• Exercise prompt: The response is to be the full listing, set down exactly.

• Data for processing:
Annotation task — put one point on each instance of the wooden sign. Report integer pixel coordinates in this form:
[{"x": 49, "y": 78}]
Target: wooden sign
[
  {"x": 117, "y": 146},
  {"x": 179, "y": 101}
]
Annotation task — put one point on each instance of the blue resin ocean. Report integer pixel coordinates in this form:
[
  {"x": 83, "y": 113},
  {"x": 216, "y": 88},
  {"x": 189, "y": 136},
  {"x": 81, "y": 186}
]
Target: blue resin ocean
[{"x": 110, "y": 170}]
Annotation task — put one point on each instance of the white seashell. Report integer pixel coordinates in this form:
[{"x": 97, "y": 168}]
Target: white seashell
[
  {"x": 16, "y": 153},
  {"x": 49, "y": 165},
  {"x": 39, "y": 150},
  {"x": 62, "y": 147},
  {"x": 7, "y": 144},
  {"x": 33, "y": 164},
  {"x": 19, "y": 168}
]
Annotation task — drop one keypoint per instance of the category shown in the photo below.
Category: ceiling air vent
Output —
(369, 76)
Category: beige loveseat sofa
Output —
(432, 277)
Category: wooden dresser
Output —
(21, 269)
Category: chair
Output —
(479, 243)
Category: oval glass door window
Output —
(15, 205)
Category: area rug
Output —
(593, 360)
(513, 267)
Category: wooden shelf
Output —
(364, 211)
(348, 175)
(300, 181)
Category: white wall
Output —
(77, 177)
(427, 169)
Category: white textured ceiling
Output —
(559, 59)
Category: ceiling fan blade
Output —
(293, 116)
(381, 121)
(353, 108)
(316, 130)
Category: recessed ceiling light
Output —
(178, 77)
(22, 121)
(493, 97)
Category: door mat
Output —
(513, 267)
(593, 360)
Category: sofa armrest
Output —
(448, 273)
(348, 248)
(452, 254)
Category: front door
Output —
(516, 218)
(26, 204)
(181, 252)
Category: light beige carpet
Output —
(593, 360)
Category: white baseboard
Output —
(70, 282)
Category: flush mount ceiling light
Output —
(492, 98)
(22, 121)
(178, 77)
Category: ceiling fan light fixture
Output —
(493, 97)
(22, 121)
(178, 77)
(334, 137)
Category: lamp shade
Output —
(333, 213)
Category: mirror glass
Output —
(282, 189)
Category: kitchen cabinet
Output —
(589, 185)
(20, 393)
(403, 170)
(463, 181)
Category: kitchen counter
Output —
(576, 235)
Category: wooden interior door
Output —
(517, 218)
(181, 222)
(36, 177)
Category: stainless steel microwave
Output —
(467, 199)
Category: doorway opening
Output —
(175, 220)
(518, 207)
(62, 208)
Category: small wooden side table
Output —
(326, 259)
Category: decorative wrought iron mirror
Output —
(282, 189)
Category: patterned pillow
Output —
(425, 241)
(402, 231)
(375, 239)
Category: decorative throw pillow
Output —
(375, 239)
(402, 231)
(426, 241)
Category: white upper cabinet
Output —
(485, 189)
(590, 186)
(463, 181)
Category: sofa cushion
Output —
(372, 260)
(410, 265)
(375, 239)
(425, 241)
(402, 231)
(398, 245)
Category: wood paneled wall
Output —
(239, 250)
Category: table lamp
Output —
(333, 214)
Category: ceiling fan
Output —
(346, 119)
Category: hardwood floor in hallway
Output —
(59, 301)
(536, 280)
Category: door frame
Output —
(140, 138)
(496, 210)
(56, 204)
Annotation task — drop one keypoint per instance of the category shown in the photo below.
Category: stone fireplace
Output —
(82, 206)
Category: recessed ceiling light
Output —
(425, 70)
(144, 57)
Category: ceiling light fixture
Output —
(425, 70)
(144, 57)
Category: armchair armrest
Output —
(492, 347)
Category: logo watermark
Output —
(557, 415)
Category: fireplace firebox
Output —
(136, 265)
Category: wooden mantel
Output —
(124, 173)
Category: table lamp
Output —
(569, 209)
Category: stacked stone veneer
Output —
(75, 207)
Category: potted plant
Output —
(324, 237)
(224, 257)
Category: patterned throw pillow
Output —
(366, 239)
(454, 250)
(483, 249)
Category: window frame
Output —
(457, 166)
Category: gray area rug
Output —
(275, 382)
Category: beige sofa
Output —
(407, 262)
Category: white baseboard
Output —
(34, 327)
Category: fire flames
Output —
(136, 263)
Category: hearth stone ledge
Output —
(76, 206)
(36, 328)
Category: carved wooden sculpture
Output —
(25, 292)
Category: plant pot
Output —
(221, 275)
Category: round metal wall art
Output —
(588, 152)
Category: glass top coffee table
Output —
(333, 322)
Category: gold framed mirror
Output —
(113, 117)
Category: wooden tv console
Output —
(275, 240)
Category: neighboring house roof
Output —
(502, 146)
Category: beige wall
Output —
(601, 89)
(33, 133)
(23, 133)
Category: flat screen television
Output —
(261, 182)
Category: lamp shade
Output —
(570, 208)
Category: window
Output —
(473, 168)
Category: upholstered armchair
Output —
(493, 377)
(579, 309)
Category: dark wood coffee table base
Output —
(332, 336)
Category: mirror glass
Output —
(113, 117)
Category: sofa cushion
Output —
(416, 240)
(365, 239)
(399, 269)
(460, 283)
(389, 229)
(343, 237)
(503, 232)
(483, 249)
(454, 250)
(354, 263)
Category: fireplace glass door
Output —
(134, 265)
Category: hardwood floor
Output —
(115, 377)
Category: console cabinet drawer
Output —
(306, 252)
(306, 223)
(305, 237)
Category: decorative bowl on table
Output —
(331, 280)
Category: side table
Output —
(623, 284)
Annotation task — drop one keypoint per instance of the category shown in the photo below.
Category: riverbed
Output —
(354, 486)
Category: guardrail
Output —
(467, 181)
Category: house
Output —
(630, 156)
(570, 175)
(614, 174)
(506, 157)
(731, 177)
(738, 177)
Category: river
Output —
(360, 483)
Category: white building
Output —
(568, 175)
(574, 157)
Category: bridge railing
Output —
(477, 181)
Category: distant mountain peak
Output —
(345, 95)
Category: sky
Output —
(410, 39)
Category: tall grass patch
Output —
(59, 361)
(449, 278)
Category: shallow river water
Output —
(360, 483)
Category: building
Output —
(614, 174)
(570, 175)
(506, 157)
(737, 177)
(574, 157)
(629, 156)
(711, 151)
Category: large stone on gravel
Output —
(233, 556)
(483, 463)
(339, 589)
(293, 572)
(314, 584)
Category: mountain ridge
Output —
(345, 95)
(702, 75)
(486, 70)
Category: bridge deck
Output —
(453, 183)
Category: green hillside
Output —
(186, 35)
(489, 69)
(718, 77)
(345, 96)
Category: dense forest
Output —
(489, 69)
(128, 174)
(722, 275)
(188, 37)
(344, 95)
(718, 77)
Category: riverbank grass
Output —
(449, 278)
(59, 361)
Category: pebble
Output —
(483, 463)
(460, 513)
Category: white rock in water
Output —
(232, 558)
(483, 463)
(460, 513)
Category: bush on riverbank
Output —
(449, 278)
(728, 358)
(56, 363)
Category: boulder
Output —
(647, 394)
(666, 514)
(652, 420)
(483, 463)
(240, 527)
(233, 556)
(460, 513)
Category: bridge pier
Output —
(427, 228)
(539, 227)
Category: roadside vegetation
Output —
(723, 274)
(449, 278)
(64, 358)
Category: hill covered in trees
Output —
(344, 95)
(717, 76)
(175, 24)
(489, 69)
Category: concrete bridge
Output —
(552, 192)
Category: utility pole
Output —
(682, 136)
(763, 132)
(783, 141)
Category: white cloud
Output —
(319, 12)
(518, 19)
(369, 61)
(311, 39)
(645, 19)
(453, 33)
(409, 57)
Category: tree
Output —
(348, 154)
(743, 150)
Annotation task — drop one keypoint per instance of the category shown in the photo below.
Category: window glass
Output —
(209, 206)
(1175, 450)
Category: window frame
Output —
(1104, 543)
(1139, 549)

• Result:
Annotation task — put one point on each instance of the wooden sign. Report integer pixel coordinates in this form:
[{"x": 49, "y": 78}]
Target: wooden sign
[
  {"x": 117, "y": 146},
  {"x": 179, "y": 101}
]
Annotation task — put one point on each instance of the blue resin ocean. Report integer pixel coordinates in this form:
[
  {"x": 83, "y": 113},
  {"x": 216, "y": 88},
  {"x": 189, "y": 136},
  {"x": 81, "y": 186}
]
Target: blue resin ocean
[{"x": 110, "y": 170}]
Annotation task — put one point on each instance of the white seashell. Report integer pixel coordinates in this form:
[{"x": 97, "y": 168}]
Target: white seashell
[
  {"x": 16, "y": 153},
  {"x": 49, "y": 165},
  {"x": 39, "y": 150},
  {"x": 62, "y": 147},
  {"x": 7, "y": 144},
  {"x": 33, "y": 164},
  {"x": 19, "y": 168}
]
Annotation task — drop one keypoint per instance of the category shown in the photo below.
Category: ceiling air vent
Output —
(369, 76)
Category: beige loveseat sofa
Output —
(432, 277)
Category: wooden dresser
Output —
(21, 269)
Category: chair
Output —
(479, 243)
Category: oval glass door window
Output —
(15, 205)
Category: area rug
Output —
(593, 360)
(513, 267)
Category: wooden shelf
Output —
(364, 211)
(348, 175)
(300, 181)
Category: white wall
Output —
(77, 177)
(427, 169)
Category: white textured ceiling
Output —
(559, 59)
Category: ceiling fan blade
Output —
(293, 116)
(381, 121)
(353, 108)
(316, 130)
Category: recessed ceiling light
Output —
(178, 77)
(22, 121)
(493, 97)
Category: door mat
Output —
(513, 267)
(593, 360)
Category: sofa armrest
Output —
(448, 273)
(348, 248)
(452, 254)
Category: front door
Output —
(516, 218)
(26, 204)
(181, 252)
Category: light beige carpet
Output —
(593, 360)
Category: white baseboard
Output —
(70, 282)
Category: flush mount ceiling light
Output —
(492, 98)
(22, 121)
(178, 77)
Category: ceiling fan light fixture
Output —
(493, 97)
(22, 121)
(178, 77)
(334, 137)
Category: lamp shade
Output —
(333, 213)
Category: mirror glass
Output —
(282, 189)
Category: kitchen cabinet
Output —
(589, 185)
(20, 393)
(403, 170)
(463, 181)
Category: kitchen counter
Output —
(576, 235)
Category: wooden interior door
Output —
(517, 218)
(181, 222)
(36, 177)
Category: stainless steel microwave
Output —
(467, 199)
Category: doorway opening
Output —
(175, 220)
(518, 207)
(62, 208)
Category: small wooden side table
Output —
(326, 259)
Category: decorative wrought iron mirror
Output —
(282, 189)
Category: patterned pillow
Output —
(425, 241)
(402, 231)
(375, 239)
Category: decorative throw pillow
Output —
(375, 239)
(402, 231)
(426, 241)
Category: white upper cabinet
Output —
(485, 189)
(590, 186)
(463, 181)
Category: sofa cushion
Output —
(372, 260)
(410, 265)
(375, 239)
(425, 241)
(402, 231)
(398, 245)
Category: wood paneled wall
Output —
(239, 250)
Category: table lamp
Output —
(333, 214)
Category: ceiling fan
Output —
(346, 119)
Category: hardwood floor in hallway
Output —
(59, 301)
(536, 280)
Category: door frame
Output —
(140, 138)
(496, 210)
(56, 204)
Annotation task — drop one keypoint per instance of the category shown in the photo below.
Category: stone fireplace
Output —
(82, 206)
Category: recessed ceiling light
Output —
(425, 70)
(144, 57)
Category: ceiling light fixture
Output —
(425, 70)
(144, 57)
Category: armchair armrest
Output —
(492, 347)
Category: logo watermark
Output —
(557, 415)
Category: fireplace firebox
Output —
(136, 265)
Category: wooden mantel
Output —
(124, 173)
Category: table lamp
Output —
(569, 209)
Category: stacked stone veneer
Output —
(75, 207)
Category: potted plant
Output —
(324, 237)
(224, 257)
Category: patterned throw pillow
Output —
(366, 239)
(454, 250)
(483, 249)
Category: window frame
Output —
(457, 166)
Category: gray area rug
Output —
(275, 382)
Category: beige sofa
Output —
(407, 262)
Category: white baseboard
Output —
(34, 327)
Category: fire flames
Output —
(136, 263)
Category: hearth stone ledge
Output —
(76, 206)
(36, 328)
Category: carved wooden sculpture
Output —
(25, 292)
Category: plant pot
Output —
(221, 275)
Category: round metal wall art
Output —
(588, 152)
Category: glass top coffee table
Output —
(333, 322)
Category: gold framed mirror
Output —
(113, 117)
Category: wooden tv console
Output —
(275, 240)
Category: neighboring house roof
Output —
(502, 146)
Category: beige wall
Output —
(601, 89)
(33, 133)
(23, 133)
Category: flat screen television
Output —
(261, 182)
Category: lamp shade
Output —
(570, 208)
Category: window
Output —
(473, 168)
Category: upholstered armchair
Output —
(493, 377)
(579, 309)
Category: dark wood coffee table base
Output —
(332, 336)
Category: mirror glass
Output —
(113, 117)
Category: sofa cushion
Output —
(416, 240)
(365, 239)
(399, 269)
(460, 283)
(389, 229)
(343, 237)
(503, 232)
(483, 249)
(454, 250)
(354, 263)
Category: fireplace glass door
Output —
(134, 265)
Category: hardwood floor
Output —
(115, 377)
Category: console cabinet drawer
Output —
(306, 252)
(306, 223)
(305, 237)
Category: decorative bowl on table
Output —
(331, 280)
Category: side table
Output —
(623, 284)
Annotation task — drop one keypoint per instance of the category shown in the photo below.
Category: riverbed
Output —
(354, 486)
Category: guardrail
Output —
(467, 181)
Category: house
Output —
(630, 156)
(570, 175)
(614, 174)
(506, 157)
(731, 177)
(738, 177)
Category: river
Output —
(360, 483)
Category: white building
Output —
(568, 175)
(574, 157)
Category: bridge railing
Output —
(477, 181)
Category: distant mountain peak
Output —
(345, 95)
Category: sky
Output —
(410, 39)
Category: tall grass patch
Output —
(59, 361)
(449, 278)
Category: shallow river water
Output —
(360, 483)
Category: building
Output —
(614, 174)
(570, 175)
(506, 157)
(737, 177)
(574, 157)
(629, 156)
(711, 151)
Category: large stone on gravel
Output —
(233, 556)
(483, 463)
(339, 589)
(293, 572)
(314, 584)
Category: mountain ridge
Output —
(345, 95)
(702, 75)
(486, 70)
Category: bridge deck
Output —
(453, 183)
Category: green hillside
Output —
(186, 35)
(489, 69)
(718, 77)
(345, 96)
Category: dense forest
Output —
(489, 69)
(128, 174)
(722, 275)
(188, 37)
(344, 95)
(718, 77)
Category: riverbank grass
Output —
(449, 278)
(59, 361)
Category: pebble
Output —
(483, 463)
(460, 513)
Category: white rock in water
Output —
(232, 558)
(483, 463)
(460, 513)
Category: bush on riverbank
Output —
(449, 278)
(728, 358)
(56, 363)
Category: boulder
Output —
(647, 394)
(666, 514)
(652, 420)
(483, 463)
(240, 527)
(233, 556)
(460, 513)
Category: bridge pier
Output —
(427, 228)
(539, 227)
Category: roadside vegetation
Output —
(723, 274)
(449, 278)
(64, 358)
Category: hill covered in trees
Output —
(344, 95)
(717, 76)
(175, 24)
(489, 69)
Category: concrete bridge
Output —
(552, 192)
Category: utility pole
Output —
(682, 136)
(763, 132)
(783, 141)
Category: white cloud
Output —
(319, 12)
(518, 19)
(369, 61)
(311, 39)
(645, 19)
(453, 33)
(409, 57)
Category: tree
Output —
(348, 154)
(743, 150)
Annotation task — drop one keypoint per instance of the category shown in the photo below.
Category: window glass
Output —
(209, 206)
(1175, 450)
Category: window frame
Output —
(1104, 543)
(1139, 549)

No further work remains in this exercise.